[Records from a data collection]
============================================================
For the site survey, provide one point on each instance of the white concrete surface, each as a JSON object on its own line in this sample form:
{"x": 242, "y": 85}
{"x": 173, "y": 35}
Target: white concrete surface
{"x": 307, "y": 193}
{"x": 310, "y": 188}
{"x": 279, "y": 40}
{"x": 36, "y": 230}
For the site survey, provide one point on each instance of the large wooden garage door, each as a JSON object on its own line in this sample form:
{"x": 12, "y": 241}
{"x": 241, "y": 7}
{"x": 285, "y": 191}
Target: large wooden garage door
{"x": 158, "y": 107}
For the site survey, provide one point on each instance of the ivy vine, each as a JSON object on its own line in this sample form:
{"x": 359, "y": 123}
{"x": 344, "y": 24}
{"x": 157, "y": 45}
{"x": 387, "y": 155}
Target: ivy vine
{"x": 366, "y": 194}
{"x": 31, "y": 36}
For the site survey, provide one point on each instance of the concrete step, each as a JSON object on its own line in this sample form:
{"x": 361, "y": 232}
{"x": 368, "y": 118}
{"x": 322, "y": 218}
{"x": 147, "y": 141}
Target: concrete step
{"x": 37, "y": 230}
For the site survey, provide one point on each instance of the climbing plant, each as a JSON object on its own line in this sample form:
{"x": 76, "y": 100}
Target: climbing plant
============================================================
* **Directions**:
For this exercise, the records above must be returned exactly.

* **Written response**:
For the site survey, provide one point on each instance of the white concrete surface, each as a JSON object on its own line in this sample form:
{"x": 242, "y": 85}
{"x": 173, "y": 35}
Target: white concrete surface
{"x": 307, "y": 193}
{"x": 310, "y": 188}
{"x": 279, "y": 40}
{"x": 36, "y": 230}
For the site survey, provide one point on each instance of the large wooden garage door, each as a JSON object on its own line in this sample form:
{"x": 12, "y": 241}
{"x": 241, "y": 7}
{"x": 285, "y": 191}
Target: large wooden garage door
{"x": 158, "y": 107}
For the site survey, provide one point on each instance of the ivy vine, each as a JSON object on its own line in this sample form:
{"x": 359, "y": 123}
{"x": 344, "y": 24}
{"x": 157, "y": 45}
{"x": 387, "y": 155}
Target: ivy vine
{"x": 366, "y": 194}
{"x": 31, "y": 36}
For the site survey, provide one point on each instance of the concrete step, each as a JSON object on its own line in this sample form:
{"x": 361, "y": 232}
{"x": 368, "y": 118}
{"x": 322, "y": 218}
{"x": 147, "y": 141}
Target: concrete step
{"x": 37, "y": 230}
For the site survey, provide one point on each instance of the climbing plant, each as a JSON object on its own line in this sample form:
{"x": 76, "y": 100}
Target: climbing plant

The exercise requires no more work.